> SUPPLIED PASSAGE:
>> BEGIN

Brazilian Guitar Quartet: Capturing the Unexpected
Bringing this famed musical foursome to town is the latest feather in the cap of the Austin Classical Guitar Society
The ACGS has been around, in one form or another, since the Sixties, but it's made its presence felt most keenly over the last five years, both in performance, hosting practically every well-known classical guitarist in the world, including John Williams, Pepe Romero, and Christopher Parkening, and in education, through its outreach program, which this year will be in residence at 12 Austin-area schools, teaching more than 600 students. Perhaps most impressively, the ACGS is the largest classical guitar organization in the country, and the performance of the Brazilian Guitar Quartet is the latest feather in its organizational cap.
"One of the strengths of the classical guitar," says Hinsley, "is that it is involved with so many diverse genres. Roland Dyens writes jazz-inspired and even avant-garde music for classical guitar. Carlo Domeniconi writes music that combines Turkish harmony and rhythm with Western rock & roll. Tangos, like those of Astor Piazzolla, are increasingly programmed as concert music for all instruments, not just the guitar. Historically there's a strong romantic classical guitar tradition throughout the 19th century, and so we have analogs to Schubert, Schumann, and Chopin. And it has a particularly strong presence in Spanish, Italian, and German repertoires."

>> END

> REQUIRED WORK:
**1.** In the article on the Austin Classical Guitar Society, condense the paragraph that begins "The ACGS has been around" into a short bulleted list that keeps its main facts.
**2.** Continue the article about the Brazilian Guitar Quartet and the Austin Classical Guitar Society from the end of its last paragraph.

> DATA EXCERPTS:
>> BEGIN

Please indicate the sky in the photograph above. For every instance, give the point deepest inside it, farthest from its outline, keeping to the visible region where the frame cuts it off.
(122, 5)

>> END
>> BEGIN

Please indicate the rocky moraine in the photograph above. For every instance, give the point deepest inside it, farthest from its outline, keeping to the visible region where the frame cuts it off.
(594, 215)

>> END

> ANSWERS IN ORDER:
**1.**
- The ACGS has existed in some form since the Sixties but has been most prominent over the last five years.
- In performance, it has hosted practically every well-known classical guitarist in the world, including John Williams, Pepe Romero, and Christopher Parkening.
- In education, its outreach program will be in residence at 12 Austin-area schools this year, teaching more than 600 students.
- It is the largest classical guitar organization in the country.
- The Brazilian Guitar Quartet's performance is its latest achievement.

**2.**
And while all you'll see onstage is four guitarists, playing in such exquisite harmony that they sound like one instrument, you may think the instrument you're hearing is not a guitar but a harpsichord or even a piano. "I think some musicians quite consciously imitate a harpsichord when they play certain types of music on the guitar," says Hinsley. "Guitar belongs in the harpsichord, piano, and harp family, and one of the most unique things about the ensemble is that they have two eight-stringed instruments. So you hear some notes in ranges that you don't often hear on guitars, because they've got one extra-low string and one extra-high string. And when you get four guitars playing together, two of which have an extended range, you can capture the unexpected."
The Brazilian Guitar Quartet performs Friday, July 25, 7:30pm, at Northwest Hills United Methodist Church, 7050 Village Center Dr. For more information, call 300-2247 or visit www.austinclassicalguitar.org.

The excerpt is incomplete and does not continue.